◆ WHAT TO DO:
Lay out the lines below as a JSON list of strings, one string per line, skipping blank lines. Leave out the pictures.

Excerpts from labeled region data
## begin

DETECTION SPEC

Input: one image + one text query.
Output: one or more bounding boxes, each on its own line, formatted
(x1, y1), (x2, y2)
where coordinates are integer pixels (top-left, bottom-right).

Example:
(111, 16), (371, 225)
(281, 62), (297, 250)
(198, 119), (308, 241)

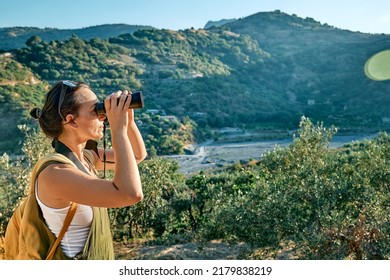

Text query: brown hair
(30, 81), (90, 139)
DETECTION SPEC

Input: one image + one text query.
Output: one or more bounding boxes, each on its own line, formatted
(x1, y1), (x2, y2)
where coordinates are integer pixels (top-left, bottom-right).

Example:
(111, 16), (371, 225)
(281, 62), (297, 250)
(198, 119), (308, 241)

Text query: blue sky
(0, 0), (390, 34)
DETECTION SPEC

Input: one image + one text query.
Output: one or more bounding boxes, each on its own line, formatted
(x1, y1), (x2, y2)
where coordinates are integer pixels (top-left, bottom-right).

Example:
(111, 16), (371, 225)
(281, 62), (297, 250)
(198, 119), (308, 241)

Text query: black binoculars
(95, 91), (144, 115)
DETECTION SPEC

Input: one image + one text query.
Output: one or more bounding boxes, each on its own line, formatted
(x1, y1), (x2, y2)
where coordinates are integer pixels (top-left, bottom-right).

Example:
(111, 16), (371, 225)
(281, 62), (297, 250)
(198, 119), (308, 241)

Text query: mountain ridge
(0, 11), (390, 154)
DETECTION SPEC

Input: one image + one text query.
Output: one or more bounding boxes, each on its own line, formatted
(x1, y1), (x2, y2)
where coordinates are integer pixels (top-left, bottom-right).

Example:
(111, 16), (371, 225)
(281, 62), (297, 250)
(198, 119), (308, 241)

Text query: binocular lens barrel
(95, 91), (144, 115)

## end

◆ EXERCISE RESULT:
[
  "DETECTION SPEC",
  "Input: one image + one text query.",
  "Output: one or more bounding boxes, each on its own line, formatted",
  "(x1, y1), (x2, y2)",
  "where coordinates are integer pixels (top-left, bottom-right).",
  "Example:",
  "(111, 16), (371, 225)",
  "(281, 62), (297, 250)",
  "(198, 119), (308, 241)",
  "Text query: brown hair",
  "(30, 81), (90, 139)",
  "DETECTION SPEC",
  "Input: one image + one text query.",
  "Output: one or more bounding boxes, each on its own line, formatted",
  "(x1, y1), (x2, y2)",
  "where coordinates are integer pixels (top-left, bottom-right).",
  "Example:",
  "(111, 16), (371, 225)",
  "(281, 62), (297, 250)",
  "(198, 119), (308, 241)",
  "Text query: blue sky",
  "(0, 0), (390, 34)",
  "DETECTION SPEC",
  "Input: one image + one text query.",
  "Output: one or more bounding boxes, each on its own line, formatted",
  "(x1, y1), (x2, y2)",
  "where coordinates are integer pixels (top-left, bottom-right).",
  "Example:",
  "(111, 16), (371, 225)",
  "(281, 62), (297, 250)",
  "(198, 119), (308, 241)",
  "Text query: black binoculars",
  "(95, 91), (144, 115)",
  "DETECTION SPEC",
  "Input: one image + one text query.",
  "Output: one or more bounding boxes, each on its own line, formatted",
  "(x1, y1), (x2, y2)",
  "where coordinates are integer pixels (top-left, bottom-right).",
  "Example:",
  "(111, 16), (371, 225)",
  "(281, 62), (297, 250)",
  "(198, 119), (308, 241)",
  "Text query: mountain ridge",
  "(0, 11), (390, 154)",
  "DETECTION SPEC",
  "Input: one image + one text query.",
  "Output: one or more bounding boxes, each on its own line, formatted",
  "(x1, y1), (x2, y2)",
  "where coordinates are integer pixels (top-left, bottom-right).",
  "Example:",
  "(111, 16), (371, 225)",
  "(281, 62), (297, 250)",
  "(198, 119), (308, 241)",
  "Text query: binocular lens barrel",
  "(95, 91), (144, 115)"
]